Dataset excerpt

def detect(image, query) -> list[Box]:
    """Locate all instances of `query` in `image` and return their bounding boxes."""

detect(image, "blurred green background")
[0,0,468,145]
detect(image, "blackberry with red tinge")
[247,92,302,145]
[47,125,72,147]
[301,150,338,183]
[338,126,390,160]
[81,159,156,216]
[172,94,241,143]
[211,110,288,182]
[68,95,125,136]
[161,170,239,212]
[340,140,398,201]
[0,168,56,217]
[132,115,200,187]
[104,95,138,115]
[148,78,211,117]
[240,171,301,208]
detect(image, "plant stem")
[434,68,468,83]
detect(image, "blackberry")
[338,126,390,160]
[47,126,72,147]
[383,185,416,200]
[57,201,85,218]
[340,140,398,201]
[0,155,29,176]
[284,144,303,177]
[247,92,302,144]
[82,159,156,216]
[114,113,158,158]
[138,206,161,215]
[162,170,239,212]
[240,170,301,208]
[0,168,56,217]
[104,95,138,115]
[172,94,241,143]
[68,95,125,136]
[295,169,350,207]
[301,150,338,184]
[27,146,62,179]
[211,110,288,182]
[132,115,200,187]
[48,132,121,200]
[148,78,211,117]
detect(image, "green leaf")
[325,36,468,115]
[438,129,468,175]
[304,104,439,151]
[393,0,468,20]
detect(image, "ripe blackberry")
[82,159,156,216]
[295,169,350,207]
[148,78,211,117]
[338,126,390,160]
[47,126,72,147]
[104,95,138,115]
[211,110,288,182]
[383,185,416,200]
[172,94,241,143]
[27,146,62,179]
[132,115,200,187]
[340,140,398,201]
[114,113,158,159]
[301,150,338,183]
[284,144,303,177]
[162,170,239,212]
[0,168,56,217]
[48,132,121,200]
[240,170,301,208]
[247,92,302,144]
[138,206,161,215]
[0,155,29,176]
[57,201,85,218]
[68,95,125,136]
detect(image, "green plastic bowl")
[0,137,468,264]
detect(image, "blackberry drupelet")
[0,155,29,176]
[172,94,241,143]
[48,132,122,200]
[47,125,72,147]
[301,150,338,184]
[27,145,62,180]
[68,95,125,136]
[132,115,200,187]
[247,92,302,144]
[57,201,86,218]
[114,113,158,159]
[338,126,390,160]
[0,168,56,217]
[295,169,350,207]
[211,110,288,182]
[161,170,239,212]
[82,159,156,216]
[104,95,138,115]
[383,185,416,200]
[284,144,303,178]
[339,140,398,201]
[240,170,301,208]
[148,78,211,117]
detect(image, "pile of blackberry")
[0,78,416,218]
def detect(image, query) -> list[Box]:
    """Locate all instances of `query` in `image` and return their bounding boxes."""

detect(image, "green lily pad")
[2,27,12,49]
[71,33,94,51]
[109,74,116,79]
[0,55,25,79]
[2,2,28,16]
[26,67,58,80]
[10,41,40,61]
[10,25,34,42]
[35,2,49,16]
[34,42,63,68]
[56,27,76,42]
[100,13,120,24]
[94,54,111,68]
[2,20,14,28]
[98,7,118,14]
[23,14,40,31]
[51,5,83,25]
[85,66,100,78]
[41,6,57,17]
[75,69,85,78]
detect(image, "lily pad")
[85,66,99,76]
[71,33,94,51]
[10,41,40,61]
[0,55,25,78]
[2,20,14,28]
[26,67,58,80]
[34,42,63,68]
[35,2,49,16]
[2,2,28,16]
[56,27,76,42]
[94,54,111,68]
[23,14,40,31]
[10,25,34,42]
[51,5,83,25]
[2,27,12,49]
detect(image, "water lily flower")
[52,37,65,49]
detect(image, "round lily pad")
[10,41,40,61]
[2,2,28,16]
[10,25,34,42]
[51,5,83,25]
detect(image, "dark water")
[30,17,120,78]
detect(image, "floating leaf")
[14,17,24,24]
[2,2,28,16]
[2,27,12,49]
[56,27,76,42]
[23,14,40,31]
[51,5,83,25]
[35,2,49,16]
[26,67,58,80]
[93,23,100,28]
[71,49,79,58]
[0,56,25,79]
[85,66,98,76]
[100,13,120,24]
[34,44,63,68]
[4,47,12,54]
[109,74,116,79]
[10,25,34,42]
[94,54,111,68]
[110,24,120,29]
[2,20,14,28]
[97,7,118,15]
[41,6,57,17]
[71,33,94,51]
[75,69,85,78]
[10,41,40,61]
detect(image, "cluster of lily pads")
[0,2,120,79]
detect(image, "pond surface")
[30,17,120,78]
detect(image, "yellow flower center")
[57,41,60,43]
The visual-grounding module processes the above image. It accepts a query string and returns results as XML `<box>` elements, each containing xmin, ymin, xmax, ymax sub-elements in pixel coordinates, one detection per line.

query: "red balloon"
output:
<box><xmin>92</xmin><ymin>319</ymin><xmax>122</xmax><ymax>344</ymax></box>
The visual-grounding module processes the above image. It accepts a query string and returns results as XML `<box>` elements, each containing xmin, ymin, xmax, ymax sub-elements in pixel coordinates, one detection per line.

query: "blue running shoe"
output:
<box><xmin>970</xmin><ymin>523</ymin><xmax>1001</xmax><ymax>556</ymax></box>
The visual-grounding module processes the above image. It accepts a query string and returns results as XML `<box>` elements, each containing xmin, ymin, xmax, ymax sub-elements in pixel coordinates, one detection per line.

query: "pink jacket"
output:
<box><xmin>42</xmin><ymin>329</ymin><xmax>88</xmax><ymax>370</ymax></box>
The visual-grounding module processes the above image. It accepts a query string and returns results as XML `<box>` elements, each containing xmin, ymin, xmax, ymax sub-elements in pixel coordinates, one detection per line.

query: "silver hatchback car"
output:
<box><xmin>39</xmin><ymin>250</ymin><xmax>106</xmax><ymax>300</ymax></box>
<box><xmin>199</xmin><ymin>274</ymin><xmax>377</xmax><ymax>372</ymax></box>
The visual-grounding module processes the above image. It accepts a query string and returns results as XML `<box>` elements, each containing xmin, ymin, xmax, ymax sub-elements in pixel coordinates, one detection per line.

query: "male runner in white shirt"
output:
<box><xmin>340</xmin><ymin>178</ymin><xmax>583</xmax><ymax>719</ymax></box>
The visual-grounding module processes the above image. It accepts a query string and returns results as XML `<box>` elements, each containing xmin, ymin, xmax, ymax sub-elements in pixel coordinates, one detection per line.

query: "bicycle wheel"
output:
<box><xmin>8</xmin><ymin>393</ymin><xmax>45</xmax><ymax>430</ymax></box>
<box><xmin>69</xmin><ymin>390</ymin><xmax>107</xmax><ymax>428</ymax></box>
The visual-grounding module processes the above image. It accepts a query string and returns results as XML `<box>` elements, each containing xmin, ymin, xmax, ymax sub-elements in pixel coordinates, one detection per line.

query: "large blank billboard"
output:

→ **WORK REQUIRED**: Duplicate every line of the records above without any changes.

→ **WORKED SOLUTION**:
def detect(image, query) -> list[Box]:
    """Locate all instances of `query` in `image` and return their bounding boxes."""

detect(image, "blurred green background")
[0,0,468,145]
detect(image, "blackberry with red tinge")
[247,92,302,145]
[47,125,72,147]
[301,150,338,183]
[338,126,390,160]
[81,159,156,216]
[172,94,241,143]
[211,110,288,182]
[68,95,125,136]
[161,170,239,212]
[340,140,398,201]
[0,168,56,217]
[132,115,200,187]
[104,95,138,115]
[148,78,211,117]
[240,171,301,208]
detect(image, "plant stem")
[434,68,468,83]
detect(image, "blackberry")
[338,126,390,160]
[47,126,72,147]
[383,185,416,200]
[57,201,85,218]
[340,140,398,201]
[0,155,29,176]
[284,144,303,177]
[247,92,302,144]
[82,159,156,216]
[114,113,158,158]
[138,206,161,215]
[162,170,239,212]
[240,170,301,208]
[0,168,56,217]
[104,95,138,115]
[172,94,241,143]
[68,95,125,136]
[295,169,350,207]
[301,150,338,184]
[27,146,62,179]
[211,110,288,182]
[132,115,200,187]
[48,132,121,200]
[148,78,211,117]
detect(image, "green leaf")
[325,36,468,115]
[438,129,468,175]
[304,104,439,151]
[393,0,468,20]
detect(image, "ripe blackberry")
[82,159,156,216]
[295,169,350,207]
[148,78,211,117]
[338,126,390,160]
[47,126,72,147]
[104,95,138,115]
[211,110,288,182]
[383,185,416,200]
[172,94,241,143]
[27,146,62,179]
[132,115,200,187]
[340,140,398,201]
[114,113,158,159]
[301,150,338,183]
[284,144,303,177]
[162,170,239,212]
[0,168,56,217]
[48,132,121,200]
[240,170,301,208]
[247,92,302,144]
[138,206,161,215]
[0,155,29,176]
[57,201,85,218]
[68,95,125,136]
detect(image, "green plastic bowl")
[0,137,468,264]
detect(image, "blackberry drupelet")
[0,155,29,176]
[172,94,241,143]
[48,132,122,200]
[47,125,72,147]
[301,150,338,184]
[27,145,62,180]
[68,95,125,136]
[132,115,200,187]
[247,92,302,144]
[57,201,86,218]
[114,113,158,159]
[338,126,390,160]
[0,168,56,217]
[295,169,350,207]
[211,110,288,182]
[161,170,239,212]
[82,159,156,216]
[104,95,138,115]
[383,185,416,200]
[284,144,303,178]
[339,140,398,201]
[240,170,301,208]
[148,78,211,117]
detect(image, "pile of blackberry")
[0,78,416,218]
def detect(image, query) -> list[Box]:
    """Locate all instances of `query` in `image` and return their bounding boxes."""

detect(image, "green lily pad")
[2,27,12,49]
[71,33,94,51]
[109,74,116,79]
[0,55,25,79]
[2,2,28,16]
[26,67,58,80]
[10,41,40,61]
[10,25,34,42]
[35,2,49,16]
[34,42,63,68]
[56,27,76,42]
[100,13,120,24]
[94,54,111,68]
[2,20,14,28]
[98,7,118,14]
[23,14,40,31]
[51,5,83,25]
[85,66,100,78]
[41,6,57,17]
[75,69,85,78]
detect(image, "lily pad")
[85,66,99,76]
[71,33,94,51]
[10,41,40,61]
[0,55,25,78]
[2,20,14,28]
[26,67,58,80]
[34,42,63,68]
[35,2,49,16]
[2,2,28,16]
[56,27,76,42]
[94,54,111,68]
[23,14,40,31]
[10,25,34,42]
[51,5,83,25]
[2,27,12,49]
detect(image, "water lily flower")
[52,37,65,49]
detect(image, "round lily pad")
[10,41,40,61]
[2,2,28,16]
[10,25,34,42]
[51,5,83,25]
detect(image, "dark water")
[30,17,120,78]
detect(image, "floating leaf")
[14,17,24,24]
[2,2,28,16]
[2,27,12,49]
[56,27,76,42]
[23,14,40,31]
[51,5,83,25]
[35,2,49,16]
[26,67,58,80]
[93,23,100,28]
[71,49,79,58]
[0,56,25,79]
[85,66,98,76]
[100,13,120,24]
[34,44,63,68]
[4,47,12,54]
[109,74,116,79]
[10,25,34,42]
[94,54,111,68]
[110,24,120,29]
[2,20,14,28]
[97,7,118,15]
[41,6,57,17]
[71,33,94,51]
[75,69,85,78]
[10,41,40,61]
detect(image, "cluster of lily pads")
[0,2,120,79]
detect(image, "pond surface")
[30,17,120,78]
detect(image, "yellow flower center")
[57,41,60,43]
The visual-grounding module processes the above image. It accepts a query string and returns results as XML `<box>` elements, each containing xmin, ymin, xmax, ymax sub-elements in pixel coordinates, one detection per line.

query: "red balloon"
output:
<box><xmin>92</xmin><ymin>319</ymin><xmax>122</xmax><ymax>344</ymax></box>
The visual-grounding module processes the above image. It accepts a query string and returns results as XML `<box>` elements, each containing xmin, ymin, xmax, ymax sub-elements in pixel coordinates, one detection per line.

query: "blue running shoe"
output:
<box><xmin>970</xmin><ymin>523</ymin><xmax>1001</xmax><ymax>556</ymax></box>
The visual-grounding module processes the above image. It accepts a query string and returns results as XML `<box>` elements, each containing xmin, ymin, xmax, ymax sub-elements in pixel coordinates, one detection per line.

query: "pink jacket"
output:
<box><xmin>42</xmin><ymin>329</ymin><xmax>88</xmax><ymax>370</ymax></box>
The visual-grounding module processes the above image. It accepts a query string and returns results as XML `<box>` elements, each containing xmin, ymin, xmax, ymax sub-elements in pixel coordinates, one detection per line.

query: "silver hatchback car"
output:
<box><xmin>39</xmin><ymin>250</ymin><xmax>106</xmax><ymax>300</ymax></box>
<box><xmin>199</xmin><ymin>274</ymin><xmax>377</xmax><ymax>372</ymax></box>
The visual-grounding module processes the above image. It accepts a query string and returns results as XML `<box>` elements, each containing xmin, ymin, xmax, ymax sub-elements in pixel coordinates, one detection per line.

query: "male runner in white shirt"
output:
<box><xmin>340</xmin><ymin>178</ymin><xmax>583</xmax><ymax>719</ymax></box>
The visual-grounding module processes the above image. It accepts a query string and returns results as XML `<box>` elements, each containing xmin, ymin, xmax, ymax sub-elements in pixel coordinates, one detection per line.

query: "bicycle wheel"
output:
<box><xmin>8</xmin><ymin>393</ymin><xmax>45</xmax><ymax>430</ymax></box>
<box><xmin>69</xmin><ymin>390</ymin><xmax>107</xmax><ymax>428</ymax></box>
The visual-grounding module processes the above image. It accepts a query string and returns results as XML `<box>` elements, each containing xmin, ymin, xmax, ymax sub-elements in pixel coordinates, one detection per line.

query: "large blank billboard"
output:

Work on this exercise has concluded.